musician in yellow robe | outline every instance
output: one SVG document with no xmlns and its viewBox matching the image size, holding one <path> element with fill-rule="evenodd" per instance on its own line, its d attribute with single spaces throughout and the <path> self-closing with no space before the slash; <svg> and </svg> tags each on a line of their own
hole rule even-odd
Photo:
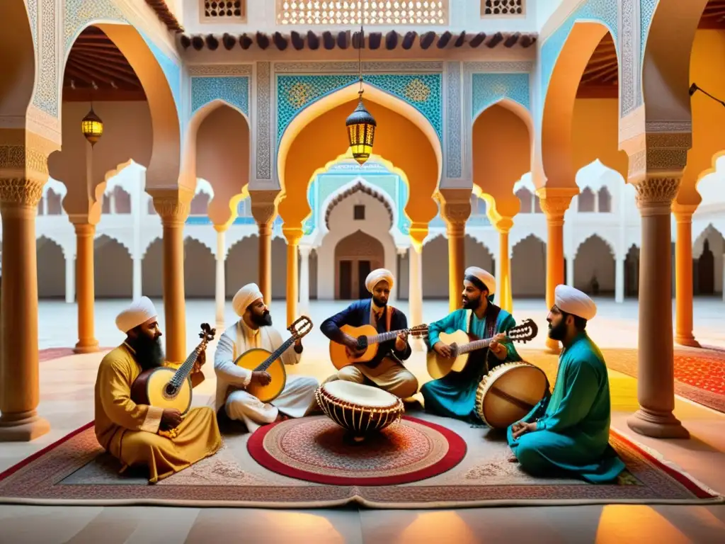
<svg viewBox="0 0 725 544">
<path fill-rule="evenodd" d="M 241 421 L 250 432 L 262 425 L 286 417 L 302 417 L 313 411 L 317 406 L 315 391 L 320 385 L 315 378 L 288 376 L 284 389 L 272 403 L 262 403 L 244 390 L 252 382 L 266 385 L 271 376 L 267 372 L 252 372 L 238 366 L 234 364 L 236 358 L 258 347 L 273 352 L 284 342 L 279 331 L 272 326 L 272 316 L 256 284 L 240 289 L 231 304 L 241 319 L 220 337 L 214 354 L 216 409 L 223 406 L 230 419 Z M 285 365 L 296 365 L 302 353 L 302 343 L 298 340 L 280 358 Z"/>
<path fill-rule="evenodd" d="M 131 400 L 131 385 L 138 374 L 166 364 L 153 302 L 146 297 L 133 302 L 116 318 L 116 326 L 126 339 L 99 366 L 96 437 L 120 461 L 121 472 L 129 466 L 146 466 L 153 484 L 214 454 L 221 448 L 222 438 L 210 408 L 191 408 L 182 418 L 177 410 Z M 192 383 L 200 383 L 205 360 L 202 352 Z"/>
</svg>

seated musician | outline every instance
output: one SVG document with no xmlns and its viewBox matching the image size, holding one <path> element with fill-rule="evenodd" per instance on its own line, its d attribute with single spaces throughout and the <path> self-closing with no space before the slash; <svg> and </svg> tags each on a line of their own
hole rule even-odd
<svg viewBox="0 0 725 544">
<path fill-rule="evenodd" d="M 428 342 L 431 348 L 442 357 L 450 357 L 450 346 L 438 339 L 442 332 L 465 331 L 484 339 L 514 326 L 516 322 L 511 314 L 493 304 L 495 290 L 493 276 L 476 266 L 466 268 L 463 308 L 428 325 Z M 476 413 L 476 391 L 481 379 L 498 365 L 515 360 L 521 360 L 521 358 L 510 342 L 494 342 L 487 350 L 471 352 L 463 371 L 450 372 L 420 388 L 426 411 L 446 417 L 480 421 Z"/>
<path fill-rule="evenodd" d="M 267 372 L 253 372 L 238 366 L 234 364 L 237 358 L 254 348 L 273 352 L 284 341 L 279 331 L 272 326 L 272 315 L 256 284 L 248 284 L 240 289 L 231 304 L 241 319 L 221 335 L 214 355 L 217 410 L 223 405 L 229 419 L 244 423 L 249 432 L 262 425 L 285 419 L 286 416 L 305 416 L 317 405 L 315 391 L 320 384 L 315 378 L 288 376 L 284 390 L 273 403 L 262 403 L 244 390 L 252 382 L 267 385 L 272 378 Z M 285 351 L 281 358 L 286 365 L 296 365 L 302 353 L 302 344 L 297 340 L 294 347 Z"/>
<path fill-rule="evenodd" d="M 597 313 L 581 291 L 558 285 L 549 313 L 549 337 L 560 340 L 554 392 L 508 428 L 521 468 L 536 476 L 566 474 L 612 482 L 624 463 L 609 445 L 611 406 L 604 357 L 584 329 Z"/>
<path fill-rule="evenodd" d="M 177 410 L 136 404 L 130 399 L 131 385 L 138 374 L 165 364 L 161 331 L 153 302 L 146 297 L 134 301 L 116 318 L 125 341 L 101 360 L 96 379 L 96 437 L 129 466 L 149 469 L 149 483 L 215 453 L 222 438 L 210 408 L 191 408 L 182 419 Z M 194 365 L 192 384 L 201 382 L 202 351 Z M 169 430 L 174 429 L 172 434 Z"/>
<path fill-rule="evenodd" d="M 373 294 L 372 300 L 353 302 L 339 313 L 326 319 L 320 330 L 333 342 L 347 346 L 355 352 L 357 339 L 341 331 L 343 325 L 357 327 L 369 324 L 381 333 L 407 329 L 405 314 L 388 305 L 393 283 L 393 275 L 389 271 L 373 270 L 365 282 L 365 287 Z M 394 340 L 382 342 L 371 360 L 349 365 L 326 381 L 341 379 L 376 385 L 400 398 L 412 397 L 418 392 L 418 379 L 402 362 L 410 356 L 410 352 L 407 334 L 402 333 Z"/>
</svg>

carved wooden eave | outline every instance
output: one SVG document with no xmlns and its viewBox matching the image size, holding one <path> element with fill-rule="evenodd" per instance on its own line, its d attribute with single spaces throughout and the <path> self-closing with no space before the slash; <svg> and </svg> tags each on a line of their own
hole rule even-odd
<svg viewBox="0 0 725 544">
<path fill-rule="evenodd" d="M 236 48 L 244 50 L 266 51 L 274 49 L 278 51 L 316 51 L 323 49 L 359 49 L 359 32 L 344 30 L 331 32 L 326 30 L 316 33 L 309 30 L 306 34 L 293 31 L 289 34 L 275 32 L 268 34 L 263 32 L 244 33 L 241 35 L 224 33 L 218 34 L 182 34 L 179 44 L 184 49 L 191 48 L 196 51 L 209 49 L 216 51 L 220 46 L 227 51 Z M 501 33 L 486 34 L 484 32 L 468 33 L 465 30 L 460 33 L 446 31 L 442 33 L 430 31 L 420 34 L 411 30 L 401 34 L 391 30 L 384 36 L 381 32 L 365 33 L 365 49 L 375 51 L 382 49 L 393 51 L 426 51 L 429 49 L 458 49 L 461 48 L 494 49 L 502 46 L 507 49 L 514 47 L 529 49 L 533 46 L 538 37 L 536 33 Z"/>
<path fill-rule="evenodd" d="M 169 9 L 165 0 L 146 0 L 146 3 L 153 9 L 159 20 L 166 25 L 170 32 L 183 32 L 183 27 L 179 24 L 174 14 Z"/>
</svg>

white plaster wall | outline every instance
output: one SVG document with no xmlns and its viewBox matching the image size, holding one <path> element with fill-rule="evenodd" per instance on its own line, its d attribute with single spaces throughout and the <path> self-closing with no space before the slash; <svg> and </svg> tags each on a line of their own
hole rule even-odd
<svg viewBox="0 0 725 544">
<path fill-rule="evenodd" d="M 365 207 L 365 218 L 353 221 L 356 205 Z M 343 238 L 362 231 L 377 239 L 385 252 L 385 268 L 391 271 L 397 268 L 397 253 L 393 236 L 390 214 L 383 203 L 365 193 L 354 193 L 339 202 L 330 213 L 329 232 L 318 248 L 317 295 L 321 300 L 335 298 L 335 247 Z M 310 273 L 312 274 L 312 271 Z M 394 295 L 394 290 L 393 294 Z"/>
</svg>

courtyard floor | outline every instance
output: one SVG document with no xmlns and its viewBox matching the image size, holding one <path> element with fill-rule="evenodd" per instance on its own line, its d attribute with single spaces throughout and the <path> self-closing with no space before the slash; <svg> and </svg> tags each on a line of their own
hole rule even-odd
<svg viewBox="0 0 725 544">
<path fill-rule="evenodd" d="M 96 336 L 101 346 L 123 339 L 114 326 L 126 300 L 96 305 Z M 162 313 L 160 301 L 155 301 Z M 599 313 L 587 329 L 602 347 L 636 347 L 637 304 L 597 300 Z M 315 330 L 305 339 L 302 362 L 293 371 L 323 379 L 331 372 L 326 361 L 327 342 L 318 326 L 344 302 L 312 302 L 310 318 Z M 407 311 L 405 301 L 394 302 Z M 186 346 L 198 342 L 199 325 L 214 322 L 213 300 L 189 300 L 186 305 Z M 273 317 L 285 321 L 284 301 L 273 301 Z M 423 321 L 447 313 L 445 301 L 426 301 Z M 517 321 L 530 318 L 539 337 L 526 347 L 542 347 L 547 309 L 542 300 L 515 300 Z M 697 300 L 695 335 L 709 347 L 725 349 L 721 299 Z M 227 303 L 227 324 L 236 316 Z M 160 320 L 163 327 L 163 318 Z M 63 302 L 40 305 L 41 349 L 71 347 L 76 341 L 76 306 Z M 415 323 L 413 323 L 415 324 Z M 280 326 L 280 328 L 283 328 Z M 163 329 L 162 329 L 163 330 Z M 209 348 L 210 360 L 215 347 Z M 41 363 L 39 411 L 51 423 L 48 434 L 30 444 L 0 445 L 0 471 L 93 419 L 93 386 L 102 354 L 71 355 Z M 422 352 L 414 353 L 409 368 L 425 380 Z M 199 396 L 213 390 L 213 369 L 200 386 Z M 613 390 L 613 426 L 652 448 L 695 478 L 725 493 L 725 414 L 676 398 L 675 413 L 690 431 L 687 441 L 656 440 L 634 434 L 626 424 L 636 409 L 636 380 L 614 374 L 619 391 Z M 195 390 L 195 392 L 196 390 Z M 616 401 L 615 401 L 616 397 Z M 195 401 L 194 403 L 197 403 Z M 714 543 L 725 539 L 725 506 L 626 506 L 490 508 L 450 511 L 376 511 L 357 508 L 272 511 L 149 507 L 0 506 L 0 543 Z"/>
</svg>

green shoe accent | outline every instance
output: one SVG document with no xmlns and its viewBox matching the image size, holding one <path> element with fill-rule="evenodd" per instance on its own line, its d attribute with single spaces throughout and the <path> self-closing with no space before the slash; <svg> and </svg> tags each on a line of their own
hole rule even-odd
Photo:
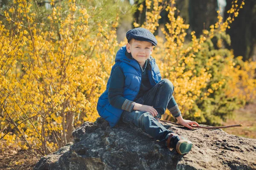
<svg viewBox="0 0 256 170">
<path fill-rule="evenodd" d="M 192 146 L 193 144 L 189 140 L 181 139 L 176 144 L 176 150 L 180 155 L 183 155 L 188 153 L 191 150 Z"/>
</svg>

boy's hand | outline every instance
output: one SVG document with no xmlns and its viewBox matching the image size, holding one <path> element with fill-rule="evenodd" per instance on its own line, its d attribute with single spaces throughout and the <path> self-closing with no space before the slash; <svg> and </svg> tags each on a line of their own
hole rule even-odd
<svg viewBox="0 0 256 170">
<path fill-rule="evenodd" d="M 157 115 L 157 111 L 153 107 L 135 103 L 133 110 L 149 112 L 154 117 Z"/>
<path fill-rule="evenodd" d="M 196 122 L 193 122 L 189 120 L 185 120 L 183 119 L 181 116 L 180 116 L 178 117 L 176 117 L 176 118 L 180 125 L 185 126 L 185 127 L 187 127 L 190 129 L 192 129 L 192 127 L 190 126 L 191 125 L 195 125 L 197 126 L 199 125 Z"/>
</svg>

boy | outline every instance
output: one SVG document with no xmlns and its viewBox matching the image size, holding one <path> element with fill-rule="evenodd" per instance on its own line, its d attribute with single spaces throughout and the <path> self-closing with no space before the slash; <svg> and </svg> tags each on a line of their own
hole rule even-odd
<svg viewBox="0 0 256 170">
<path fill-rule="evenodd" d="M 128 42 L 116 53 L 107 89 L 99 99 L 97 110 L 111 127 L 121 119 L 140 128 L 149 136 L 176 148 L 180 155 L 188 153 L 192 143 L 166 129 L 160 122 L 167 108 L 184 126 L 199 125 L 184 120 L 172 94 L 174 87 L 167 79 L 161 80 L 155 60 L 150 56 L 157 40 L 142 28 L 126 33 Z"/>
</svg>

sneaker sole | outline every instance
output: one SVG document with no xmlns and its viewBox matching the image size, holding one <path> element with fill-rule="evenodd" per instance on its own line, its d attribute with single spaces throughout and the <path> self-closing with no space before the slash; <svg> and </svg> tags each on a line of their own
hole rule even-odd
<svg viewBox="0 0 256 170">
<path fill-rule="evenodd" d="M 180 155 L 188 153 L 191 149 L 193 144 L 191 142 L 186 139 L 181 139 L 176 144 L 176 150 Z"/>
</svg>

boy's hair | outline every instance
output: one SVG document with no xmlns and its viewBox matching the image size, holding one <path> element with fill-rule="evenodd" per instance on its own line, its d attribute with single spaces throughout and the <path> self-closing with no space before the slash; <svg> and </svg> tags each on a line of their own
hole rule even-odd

——

> [What the task asks] Pull out every line of the material above that contains the word "musician", and copy each one in full.

> [Solution]
musician in yellow robe | outline every instance
seated musician | outline every instance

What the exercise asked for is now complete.